**Exercise data**.
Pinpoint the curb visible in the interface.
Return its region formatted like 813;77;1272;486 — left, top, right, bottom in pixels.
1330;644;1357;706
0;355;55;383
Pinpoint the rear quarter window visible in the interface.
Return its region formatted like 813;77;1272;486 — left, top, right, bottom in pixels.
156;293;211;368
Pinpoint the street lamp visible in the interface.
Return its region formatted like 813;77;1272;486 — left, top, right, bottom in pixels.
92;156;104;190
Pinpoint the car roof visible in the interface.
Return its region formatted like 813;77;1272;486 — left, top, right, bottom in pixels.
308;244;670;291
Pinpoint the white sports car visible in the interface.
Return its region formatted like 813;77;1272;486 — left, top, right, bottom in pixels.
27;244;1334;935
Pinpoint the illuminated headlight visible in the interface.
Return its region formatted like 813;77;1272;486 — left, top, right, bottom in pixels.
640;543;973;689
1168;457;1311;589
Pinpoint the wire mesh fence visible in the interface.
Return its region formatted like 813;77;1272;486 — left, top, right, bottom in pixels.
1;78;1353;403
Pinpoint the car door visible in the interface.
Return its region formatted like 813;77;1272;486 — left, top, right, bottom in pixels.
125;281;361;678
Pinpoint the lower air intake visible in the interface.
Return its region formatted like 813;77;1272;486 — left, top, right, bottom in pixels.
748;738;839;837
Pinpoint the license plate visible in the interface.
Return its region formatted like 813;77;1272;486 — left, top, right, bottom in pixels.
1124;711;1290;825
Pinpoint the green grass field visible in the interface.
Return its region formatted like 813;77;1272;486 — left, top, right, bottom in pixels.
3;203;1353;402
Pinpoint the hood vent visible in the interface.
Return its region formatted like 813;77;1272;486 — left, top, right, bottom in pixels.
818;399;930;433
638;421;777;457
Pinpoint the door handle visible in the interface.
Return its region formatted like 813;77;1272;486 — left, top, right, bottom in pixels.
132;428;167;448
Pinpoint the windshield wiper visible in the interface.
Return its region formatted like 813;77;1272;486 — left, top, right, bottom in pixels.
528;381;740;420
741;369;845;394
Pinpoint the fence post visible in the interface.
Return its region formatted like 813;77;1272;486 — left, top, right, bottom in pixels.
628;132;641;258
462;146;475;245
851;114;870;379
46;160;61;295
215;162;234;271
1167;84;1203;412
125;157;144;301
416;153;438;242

**Exercise objective**.
Set aside each line above that includes the string "door" and report it.

**Written solution**.
Pinpoint the car door visible in the interface.
Pinpoint the door handle visible in the interface.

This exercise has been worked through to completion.